Фрагмент документа
⁂

Иногда раздуванием фактов занимались местные отделения ГПУ, желавшие показать свою бурную деятельность и убедить вышестоящее начальство, что они бдительно следят за вверенным населением и не зря едят хлеб. На чудесное превращение «бытовухи» в «политику» могло повлиять очередное спускаемое «сверху» напоминание о необходимости усилить борьбу с проявлениями национализма и антисемитизма. Похоже, только этим можно объяснить, почему увольнение на одном харьковском винзаводе сотрудника-еврея и прием на работу украинца, русского и поляка было расценено как проявление антисемитизма. Вероятнее всего, что и на упомянутом собрании одесских грузчиков список кандидатов был провален, если можно так выразиться, не столько из-за нелюбви к евреям, сколько из-за нелюбви к коммунистам.

Как уже упоминалось выше, распространенность антисемитских настроений оставалась примерно на одном и том же уровне на протяжении всех 1920-х гг. Они занимали хотя и немалое, но все же далеко не главное место в выступлениях трудящихся. Например, в августе-ноябре 1926 г. органами ГПУ УССР на селе было зарегистрировано 182 случая проявления антисемитизма, тогда как прочих контрреволюционных выступлений – 208, случаев «ревности» к рабочим – 175, а жалоб на «ножницы цен» – 325. И это при том, что на середину года пришелся пик антисемитских выступлений. Такая динамика сохранилась и в два последних месяца года: антисемитизм – 16, недовольство «ножницами цен» – 45, требования создания крестьянских союзов – 53. Рабочих также больше волновали социальные вопросы. Скажем, в январе-марте 1927 г. было зафиксировано 38 случаев антисемитских настроений, тогда как случаев недовольства условиями труда – 129, ставками и нормами выработки – 198, сокращениями – 27. Подобное соотношение, при котором проявления антисемитизма занимали по количеству третье-четвертое место, но в целом составляли восьмую или десятую часть от всех требований, было характерно для всего рассматриваемого периода.

⁂

Список записей
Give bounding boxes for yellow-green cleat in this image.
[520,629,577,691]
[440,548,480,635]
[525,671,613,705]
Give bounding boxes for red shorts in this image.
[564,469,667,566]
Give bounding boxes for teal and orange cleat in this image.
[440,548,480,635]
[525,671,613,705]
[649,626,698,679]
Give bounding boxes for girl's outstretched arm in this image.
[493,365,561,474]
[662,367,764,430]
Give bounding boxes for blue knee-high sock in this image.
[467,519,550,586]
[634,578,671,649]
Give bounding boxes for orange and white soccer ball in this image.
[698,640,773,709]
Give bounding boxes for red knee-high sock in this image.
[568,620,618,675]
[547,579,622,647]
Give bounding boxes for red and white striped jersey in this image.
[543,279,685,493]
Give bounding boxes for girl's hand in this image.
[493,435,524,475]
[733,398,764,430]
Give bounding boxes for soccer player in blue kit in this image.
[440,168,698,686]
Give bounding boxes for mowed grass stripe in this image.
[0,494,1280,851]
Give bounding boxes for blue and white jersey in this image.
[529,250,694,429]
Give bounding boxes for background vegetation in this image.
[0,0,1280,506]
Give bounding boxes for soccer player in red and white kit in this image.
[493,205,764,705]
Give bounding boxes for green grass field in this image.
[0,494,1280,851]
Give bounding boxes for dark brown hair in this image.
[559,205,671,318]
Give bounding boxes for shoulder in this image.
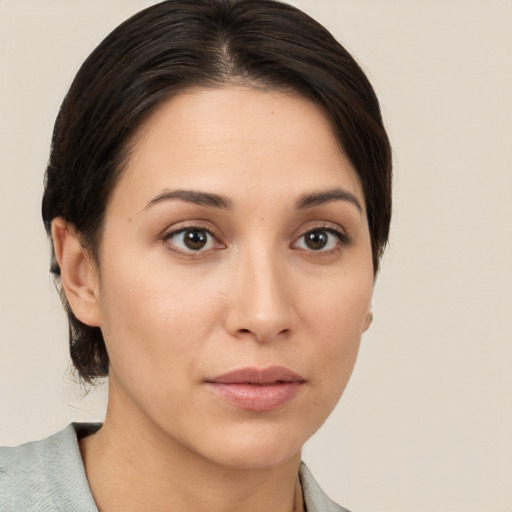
[299,462,350,512]
[0,425,97,512]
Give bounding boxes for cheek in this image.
[96,252,226,382]
[307,271,373,388]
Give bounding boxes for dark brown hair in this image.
[42,0,391,382]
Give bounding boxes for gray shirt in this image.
[0,423,349,512]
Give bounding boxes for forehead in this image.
[111,86,364,212]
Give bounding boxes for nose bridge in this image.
[229,241,296,341]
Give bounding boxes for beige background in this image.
[0,0,512,512]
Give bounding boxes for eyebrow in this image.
[144,190,232,210]
[144,188,363,213]
[296,188,363,213]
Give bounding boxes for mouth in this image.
[205,366,306,412]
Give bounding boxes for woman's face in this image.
[91,87,373,468]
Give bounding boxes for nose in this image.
[225,251,298,343]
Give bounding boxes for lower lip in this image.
[206,381,302,412]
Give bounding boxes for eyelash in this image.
[163,224,350,257]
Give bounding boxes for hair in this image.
[42,0,391,383]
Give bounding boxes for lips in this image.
[205,366,305,412]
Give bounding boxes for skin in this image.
[52,86,374,512]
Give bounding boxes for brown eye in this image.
[304,231,332,251]
[293,229,348,252]
[166,228,215,252]
[183,229,208,251]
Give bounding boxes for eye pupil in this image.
[304,231,328,251]
[183,229,208,251]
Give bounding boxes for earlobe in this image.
[363,305,373,332]
[52,218,100,326]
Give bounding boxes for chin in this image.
[192,425,309,470]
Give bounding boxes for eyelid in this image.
[292,221,351,251]
[160,220,226,257]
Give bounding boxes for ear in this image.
[52,217,100,327]
[363,304,373,332]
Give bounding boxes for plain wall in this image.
[0,0,512,512]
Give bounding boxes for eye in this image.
[293,229,346,252]
[165,228,216,252]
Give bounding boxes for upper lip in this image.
[206,366,305,385]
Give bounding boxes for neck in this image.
[80,376,303,512]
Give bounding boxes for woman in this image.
[0,0,391,512]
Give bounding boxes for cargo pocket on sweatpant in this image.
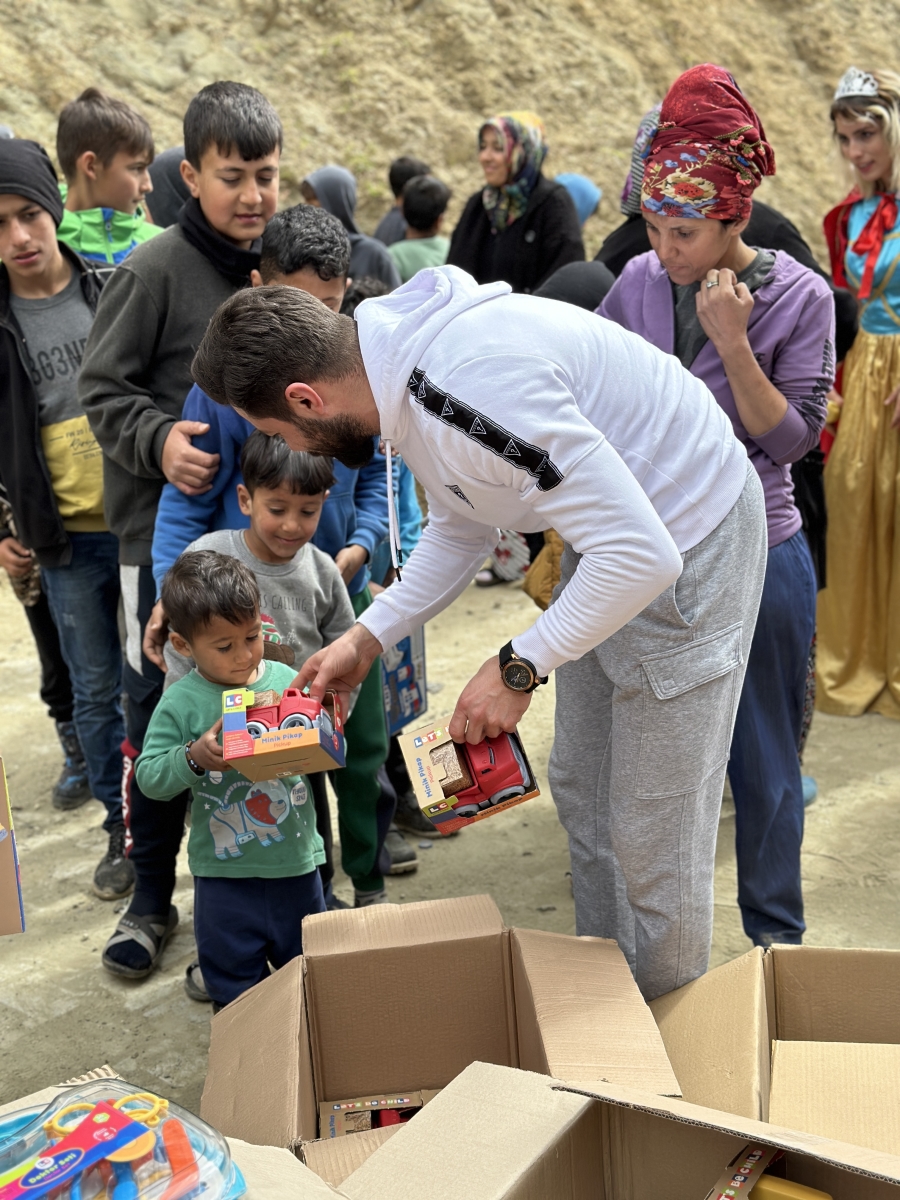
[635,624,743,799]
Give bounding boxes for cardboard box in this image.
[400,719,540,836]
[200,896,678,1147]
[222,688,344,782]
[0,758,25,935]
[650,946,900,1150]
[341,1063,900,1200]
[382,629,428,737]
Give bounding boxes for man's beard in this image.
[290,413,374,470]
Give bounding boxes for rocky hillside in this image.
[0,0,900,259]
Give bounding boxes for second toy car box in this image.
[222,688,344,784]
[400,720,540,836]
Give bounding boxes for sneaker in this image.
[394,792,440,838]
[384,824,419,875]
[94,822,134,900]
[53,721,91,812]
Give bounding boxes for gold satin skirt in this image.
[816,330,900,720]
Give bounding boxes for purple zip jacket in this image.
[596,250,834,547]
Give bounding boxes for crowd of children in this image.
[0,60,900,1007]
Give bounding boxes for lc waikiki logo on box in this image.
[222,688,344,782]
[400,725,540,836]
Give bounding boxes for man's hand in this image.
[697,266,754,358]
[449,654,532,745]
[160,421,218,496]
[335,542,368,583]
[292,624,383,712]
[191,716,229,770]
[140,600,169,672]
[0,538,35,580]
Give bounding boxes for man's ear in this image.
[169,629,193,659]
[180,158,200,199]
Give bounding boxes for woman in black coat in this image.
[448,113,584,292]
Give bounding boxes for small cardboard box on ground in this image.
[650,946,900,1154]
[340,1063,900,1200]
[200,896,679,1148]
[222,688,344,782]
[0,758,25,935]
[398,718,540,836]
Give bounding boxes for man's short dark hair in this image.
[160,550,259,642]
[185,79,284,170]
[403,175,452,233]
[388,154,431,197]
[56,88,154,181]
[191,286,362,421]
[241,430,335,496]
[259,204,350,282]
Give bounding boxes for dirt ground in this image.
[0,571,900,1110]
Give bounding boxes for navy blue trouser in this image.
[728,530,816,946]
[41,533,125,833]
[193,871,325,1004]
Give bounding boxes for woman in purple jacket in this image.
[598,65,834,946]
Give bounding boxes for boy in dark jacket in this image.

⁂

Цель упражнения
Перепишите полностью и без изменений приведенный выше фрагмент о проявлениях антисемитизма в 1920-х годах.

Ответ на задание
Иногда раздуванием фактов занимались местные отделения ГПУ, желавшие показать свою бурную деятельность и убедить вышестоящее начальство, что они бдительно следят за вверенным населением и не зря едят хлеб. На чудесное превращение «бытовухи» в «политику» могло повлиять очередное спускаемое «сверху» напоминание о необходимости усилить борьбу с проявлениями национализма и антисемитизма. Похоже, только этим можно объяснить, почему увольнение на одном харьковском винзаводе сотрудника-еврея и прием на работу украинца, русского и поляка было расценено как проявление антисемитизма. Вероятнее всего, что и на упомянутом собрании одесских грузчиков список кандидатов был провален, если можно так выразиться, не столько из-за нелюбви к евреям, сколько из-за нелюбви к коммунистам.

Как уже упоминалось выше, распространенность антисемитских настроений оставалась примерно на одном и том же уровне на протяжении всех 1920-х гг. Они занимали хотя и немалое, но все же далеко не главное место в выступлениях трудящихся. Например, в августе-ноябре 1926 г. органами ГПУ УССР на селе было зарегистрировано 182 случая проявления антисемитизма, тогда как прочих контрреволюционных выступлений – 208, случаев «ревности» к рабочим – 175, а жалоб на «ножницы цен» – 325. И это при том, что на середину года пришелся пик антисемитских выступлений. Такая динамика сохранилась и в два последних месяца года: антисемитизм – 16, недовольство «ножницами цен» – 45, требования создания крестьянских союзов – 53. Рабочих также больше волновали социальные вопросы. Скажем, в январе-марте 1927 г. было зафиксировано 38 случаев антисемитских настроений, тогда как случаев недовольства условиями труда – 129, ставками и нормами выработки – 198, сокращениями – 27. Подобное соотношение, при котором проявления антисемитизма занимали по количеству третье-четвертое место, но в целом составляли восьмую или десятую часть от всех требований, было характерно для всего рассматриваемого периода.